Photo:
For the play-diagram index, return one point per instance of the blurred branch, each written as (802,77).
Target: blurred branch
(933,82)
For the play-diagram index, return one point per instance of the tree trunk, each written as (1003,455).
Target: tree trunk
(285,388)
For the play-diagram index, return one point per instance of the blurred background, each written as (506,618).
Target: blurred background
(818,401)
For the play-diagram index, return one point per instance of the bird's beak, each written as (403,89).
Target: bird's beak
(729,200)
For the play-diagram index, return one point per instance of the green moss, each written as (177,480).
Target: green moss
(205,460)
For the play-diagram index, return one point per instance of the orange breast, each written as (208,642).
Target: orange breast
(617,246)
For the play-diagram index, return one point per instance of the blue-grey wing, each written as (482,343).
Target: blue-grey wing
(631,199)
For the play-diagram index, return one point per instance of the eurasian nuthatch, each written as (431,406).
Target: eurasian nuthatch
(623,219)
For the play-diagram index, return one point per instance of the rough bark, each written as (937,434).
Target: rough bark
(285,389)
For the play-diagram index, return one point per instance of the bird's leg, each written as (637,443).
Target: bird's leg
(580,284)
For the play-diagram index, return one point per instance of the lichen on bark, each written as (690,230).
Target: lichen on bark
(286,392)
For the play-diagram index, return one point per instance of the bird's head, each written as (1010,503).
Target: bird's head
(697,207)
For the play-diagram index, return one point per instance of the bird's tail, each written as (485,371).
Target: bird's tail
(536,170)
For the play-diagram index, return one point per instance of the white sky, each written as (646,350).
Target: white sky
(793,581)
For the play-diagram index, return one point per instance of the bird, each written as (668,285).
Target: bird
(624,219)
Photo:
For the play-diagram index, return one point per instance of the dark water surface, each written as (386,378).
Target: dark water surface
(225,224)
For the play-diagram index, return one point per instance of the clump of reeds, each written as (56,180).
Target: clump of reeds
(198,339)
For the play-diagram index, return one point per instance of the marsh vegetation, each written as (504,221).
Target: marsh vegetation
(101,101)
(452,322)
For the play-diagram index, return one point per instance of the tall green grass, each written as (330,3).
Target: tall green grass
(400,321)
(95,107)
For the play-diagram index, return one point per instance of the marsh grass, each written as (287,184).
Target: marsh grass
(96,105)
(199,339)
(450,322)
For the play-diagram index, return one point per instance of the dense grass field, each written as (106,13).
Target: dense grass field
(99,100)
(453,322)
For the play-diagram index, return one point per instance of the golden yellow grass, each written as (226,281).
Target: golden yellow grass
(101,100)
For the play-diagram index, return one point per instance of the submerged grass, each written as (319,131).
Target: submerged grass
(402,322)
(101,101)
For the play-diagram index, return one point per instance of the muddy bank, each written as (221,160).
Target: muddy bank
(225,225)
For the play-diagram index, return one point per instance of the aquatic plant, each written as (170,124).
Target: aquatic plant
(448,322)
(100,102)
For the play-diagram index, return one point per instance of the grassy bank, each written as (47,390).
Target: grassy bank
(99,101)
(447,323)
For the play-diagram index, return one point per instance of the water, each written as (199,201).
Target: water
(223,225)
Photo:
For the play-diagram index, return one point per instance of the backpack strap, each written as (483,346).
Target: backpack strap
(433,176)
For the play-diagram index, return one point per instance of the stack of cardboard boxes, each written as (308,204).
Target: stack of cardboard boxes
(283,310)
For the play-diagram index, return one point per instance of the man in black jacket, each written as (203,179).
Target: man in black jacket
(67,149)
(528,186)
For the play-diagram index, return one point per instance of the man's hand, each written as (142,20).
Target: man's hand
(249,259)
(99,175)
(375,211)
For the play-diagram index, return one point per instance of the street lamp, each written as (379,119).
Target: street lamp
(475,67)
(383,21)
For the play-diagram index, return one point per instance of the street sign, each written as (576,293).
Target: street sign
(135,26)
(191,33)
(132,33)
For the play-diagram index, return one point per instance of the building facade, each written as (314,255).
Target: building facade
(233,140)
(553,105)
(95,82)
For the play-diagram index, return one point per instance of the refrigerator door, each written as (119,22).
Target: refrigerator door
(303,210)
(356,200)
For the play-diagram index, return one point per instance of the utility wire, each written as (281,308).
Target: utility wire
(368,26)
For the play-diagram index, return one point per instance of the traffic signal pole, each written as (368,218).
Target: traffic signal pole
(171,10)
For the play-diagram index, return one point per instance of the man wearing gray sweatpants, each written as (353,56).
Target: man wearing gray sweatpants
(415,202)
* * * *
* **Exercise**
Every entry must be quoted exactly as it appears above.

* **Output**
Photo:
For the play-diagram index, return one point per instance of the blurred branch, each written as (802,77).
Target: blurred branch
(933,82)
For the play-diagram index, return one point per instance of the tree trunk, each written as (1003,455).
Target: tree trunk
(285,388)
For the play-diagram index, return one point per instance of the blurred background, each written as (506,618).
Target: blurred background
(818,401)
For the play-diagram index, return one point per instance of the bird's beak, each written as (403,89).
Target: bird's beak
(729,200)
For the play-diagram index, return one point per instance of the green moss, each written as (177,480).
Target: green moss
(205,460)
For the play-diagram index, return one point per instance of the orange breast, each written as (208,642).
Target: orange breast
(617,246)
For the play-diagram index, return one point per instance of the blue-grey wing, each written as (482,343).
Target: blue-grey wing
(631,199)
For the play-diagram index, return one point per instance of the eurasian nuthatch, each written as (431,406).
Target: eurasian nuthatch
(623,219)
For the play-diagram index, return one point per instance of the rough bark, each written as (937,434).
Target: rough bark
(285,389)
For the play-diagram index, return one point per instance of the bird's leg, each written as (637,443).
Target: bird's leg
(580,284)
For the play-diagram index, return one point per instance of the lichen on bark, each written as (690,230).
Target: lichen on bark
(286,392)
For the play-diagram index, return one point per instance of the bird's head, each written as (1010,503).
Target: bird's head
(697,207)
For the play-diagram index, return one point per instance of the bird's tail, each written as (485,371).
Target: bird's tail
(536,170)
For the play-diagram index, return one point per instance of the white sky, each written as (646,350).
Target: white sky
(793,581)
For the play-diagram index, return one point per instance of the bird, each written as (668,285).
Target: bird
(624,219)
Photo:
For the play-diagram index, return one point per instance of the dark water surface, each written as (386,378).
Target: dark water surface
(225,224)
For the play-diagram index, return one point per instance of the clump of reeds, each written as (56,180).
Target: clump of reeds
(198,339)
For the play-diagram index, return one point per instance of the marsh vegetation, each written as (504,221).
Target: marsh vegetation
(101,101)
(452,322)
For the play-diagram index, return one point per instance of the tall green grass, each written as (330,3).
Target: tall green grass
(400,321)
(95,107)
For the play-diagram index, return one point per instance of the marsh grass, each written as (287,184).
Target: marsh grass
(96,105)
(199,339)
(450,322)
For the play-diagram index, return one point per instance of the dense grass field, each written as (106,13).
Target: dense grass field
(99,100)
(453,322)
For the play-diagram index, return one point per instance of the golden yellow grass, each written as (226,281).
Target: golden yellow grass
(101,100)
For the play-diagram index, return one point per instance of the submerged grass, each written as (319,131).
Target: submerged grass
(402,322)
(101,101)
For the play-diagram index, return one point per instance of the muddy bank, each written as (221,160).
Target: muddy bank
(225,225)
For the play-diagram index, return one point per instance of the aquatic plant, each written as (170,124).
Target: aquatic plant
(448,322)
(100,102)
For the play-diagram index, return one point per instance of the grassy bank, each written as (47,390).
Target: grassy bank
(99,101)
(447,323)
For the play-diagram index, return one point per instance of the water, each written as (199,201).
Target: water
(223,225)
Photo:
For the play-diagram index, return one point per instance of the backpack strap, each written as (483,346).
Target: backpack strap
(433,176)
For the play-diagram index, return one point per instance of the stack of cardboard boxes, each written as (308,204).
Target: stack of cardboard boxes
(283,310)
For the play-diagram index, return one point per instance of the man in black jacket, each written as (203,179).
Target: man in black jacket
(67,149)
(528,186)
For the play-diagram index, return one point per instance of the man's hand, each written as (142,20).
Target: man's hand
(249,259)
(99,175)
(375,211)
For the play-diagram index, return one point per instance of the street lamp, each written as (379,119).
Target: street lamp
(475,67)
(383,21)
For the play-diagram index, return one point per instance of the street sign, each written as (576,293).
Target: street sign
(135,26)
(191,33)
(132,33)
For the play-diagram index, return one point per instance of the building facade, each written as (314,255).
Target: building facade
(233,140)
(553,105)
(95,82)
For the play-diagram index, return one point per instance of the refrigerator door, each written as (119,22).
Target: refrigerator door
(303,210)
(356,200)
For the play-diagram index, return one point per instance of the utility wire, each written as (281,308).
Target: utility wire
(368,26)
For the play-diagram index, return one point per instance of the traffic signal pole, each written as (368,218).
Target: traffic signal pole
(171,10)
For the play-diagram index, return one point per instance of the man wearing gray sweatpants, each written as (353,56).
Target: man wearing gray sweatpants
(415,202)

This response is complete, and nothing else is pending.